INSTRUCTIONS TO FOLLOW: Lay out every line of the listing below as a Markdown table with the columns "No." and "Text", numbering the rows and skipping any blank lines. Leave the pictures out of the table.

[Opening DATA TO EXAMINE section]

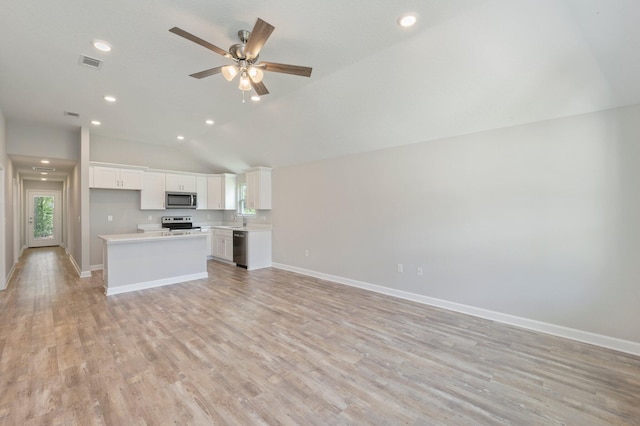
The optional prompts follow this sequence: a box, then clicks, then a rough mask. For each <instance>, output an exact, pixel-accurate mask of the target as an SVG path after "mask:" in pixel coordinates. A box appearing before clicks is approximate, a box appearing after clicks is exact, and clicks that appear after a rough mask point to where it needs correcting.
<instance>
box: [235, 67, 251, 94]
mask: <svg viewBox="0 0 640 426" xmlns="http://www.w3.org/2000/svg"><path fill="white" fill-rule="evenodd" d="M238 89H240V90H243V91H245V90H251V80H249V75H248V74H247V72H246V71H243V72H242V75H241V76H240V84H239V85H238Z"/></svg>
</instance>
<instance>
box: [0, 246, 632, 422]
mask: <svg viewBox="0 0 640 426" xmlns="http://www.w3.org/2000/svg"><path fill="white" fill-rule="evenodd" d="M209 273H210V278H209V279H208V280H198V281H193V282H189V283H183V284H177V285H173V286H168V287H163V288H158V289H152V290H146V291H140V292H136V293H129V294H123V295H118V296H110V297H109V298H107V297H106V296H105V295H104V293H103V289H102V280H101V278H100V277H99V276H96V275H101V274H99V273H98V274H94V278H92V279H90V280H89V279H79V278H77V276H76V275H75V272H74V271H73V269H72V268H71V266H70V264H69V262H68V259H67V258H66V257H65V254H64V252H63V250H61V249H59V248H55V249H53V248H42V249H30V250H28V251H26V252H25V254H24V255H23V257H22V259H21V261H20V263H19V265H18V268H17V270H16V273H15V275H14V278H13V279H12V281H11V283H10V284H9V288H8V289H7V290H5V291H3V292H0V424H3V425H5V424H6V425H24V424H26V425H35V424H37V425H53V424H65V425H70V424H78V425H90V424H107V425H136V424H142V425H143V424H149V425H164V424H180V425H184V424H194V425H208V424H233V425H237V424H242V425H253V424H269V425H274V424H285V425H286V424H291V425H314V424H317V425H326V424H357V425H361V424H390V425H397V424H420V425H422V424H428V425H436V424H446V425H460V424H516V425H528V424H532V425H533V424H535V425H539V424H566V425H610V424H640V358H639V357H633V356H630V355H625V354H622V353H618V352H614V351H610V350H606V349H602V348H598V347H594V346H589V345H586V344H580V343H576V342H572V341H568V340H563V339H560V338H555V337H551V336H547V335H543V334H537V333H533V332H528V331H525V330H520V329H517V328H513V327H509V326H505V325H501V324H496V323H492V322H491V321H486V320H481V319H477V318H474V317H469V316H465V315H461V314H456V313H451V312H447V311H444V310H440V309H435V308H430V307H427V306H423V305H419V304H415V303H411V302H407V301H403V300H398V299H394V298H391V297H387V296H382V295H378V294H375V293H369V292H366V291H362V290H358V289H354V288H349V287H345V286H341V285H338V284H333V283H329V282H325V281H321V280H317V279H312V278H309V277H305V276H301V275H297V274H293V273H289V272H285V271H281V270H277V269H265V270H259V271H252V272H247V271H246V270H242V269H239V268H235V267H231V266H228V265H225V264H222V263H218V262H209ZM603 320H606V319H605V318H603Z"/></svg>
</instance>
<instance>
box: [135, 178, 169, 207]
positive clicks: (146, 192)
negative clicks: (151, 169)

[Closing DATA TO EXAMINE section]

RESPONSE BOX:
| No. | Text |
|---|---|
| 1 | The optional prompts follow this sequence: a box, then clicks, then a rough mask. For each <instance>, output an exact, pixel-accurate mask of the target as an SVG path after "mask:" in pixel coordinates. A box appearing before clicks is approximate, a box appearing after clicks is exact, and clicks that appear after a rough mask point to where it needs correcting. |
| 2 | <instance> |
| 3 | box: [235, 67, 251, 94] |
| 4 | mask: <svg viewBox="0 0 640 426" xmlns="http://www.w3.org/2000/svg"><path fill="white" fill-rule="evenodd" d="M238 89H240V90H243V91H245V90H251V80H249V75H248V74H247V72H246V71H243V72H242V75H241V76H240V84H239V85H238Z"/></svg> |
| 5 | </instance> |
| 6 | <instance> |
| 7 | box: [0, 246, 632, 422] |
| 8 | mask: <svg viewBox="0 0 640 426" xmlns="http://www.w3.org/2000/svg"><path fill="white" fill-rule="evenodd" d="M209 273H210V278H209V279H208V280H198V281H193V282H189V283H183V284H177V285H173V286H168V287H163V288H158V289H152V290H146V291H140V292H136V293H129V294H123V295H118V296H110V297H109V298H107V297H106V296H105V295H104V293H103V289H102V280H101V278H100V277H99V276H96V275H101V274H99V273H98V274H94V278H92V279H90V280H89V279H79V278H77V276H76V275H75V272H74V271H73V269H72V268H71V266H70V264H69V262H68V259H67V258H66V257H65V254H64V252H63V250H61V249H59V248H55V249H53V248H42V249H30V250H28V251H26V252H25V254H24V255H23V257H22V259H21V261H20V263H19V265H18V268H17V270H16V273H15V275H14V278H13V279H12V281H11V283H10V284H9V288H8V289H7V290H5V291H3V292H0V424H3V425H5V424H6V425H24V424H26V425H35V424H37V425H53V424H65V425H70V424H78V425H90V424H107V425H136V424H142V425H143V424H149V425H164V424H180V425H184V424H194V425H208V424H233V425H237V424H242V425H253V424H269V425H274V424H285V425H286V424H291V425H314V424H317V425H326V424H357V425H361V424H390V425H397V424H420V425H422V424H428V425H436V424H446V425H460V424H516V425H528V424H532V425H533V424H535V425H539V424H566V425H610V424H640V358H639V357H633V356H630V355H625V354H622V353H618V352H614V351H610V350H606V349H602V348H598V347H594V346H589V345H586V344H580V343H576V342H572V341H568V340H563V339H560V338H555V337H551V336H547V335H543V334H537V333H533V332H528V331H525V330H520V329H517V328H513V327H509V326H505V325H501V324H496V323H492V322H491V321H486V320H481V319H477V318H474V317H469V316H465V315H461V314H456V313H451V312H447V311H444V310H440V309H435V308H430V307H427V306H423V305H419V304H415V303H411V302H407V301H403V300H398V299H394V298H391V297H387V296H382V295H378V294H375V293H369V292H366V291H362V290H358V289H354V288H349V287H345V286H341V285H338V284H333V283H329V282H325V281H321V280H317V279H312V278H309V277H305V276H301V275H297V274H293V273H289V272H285V271H281V270H277V269H265V270H259V271H252V272H247V271H246V270H242V269H239V268H235V267H231V266H228V265H225V264H222V263H218V262H209ZM603 320H606V319H605V318H603Z"/></svg> |
| 9 | </instance> |
| 10 | <instance> |
| 11 | box: [135, 178, 169, 207] |
| 12 | positive clicks: (146, 192) |
| 13 | negative clicks: (151, 169) |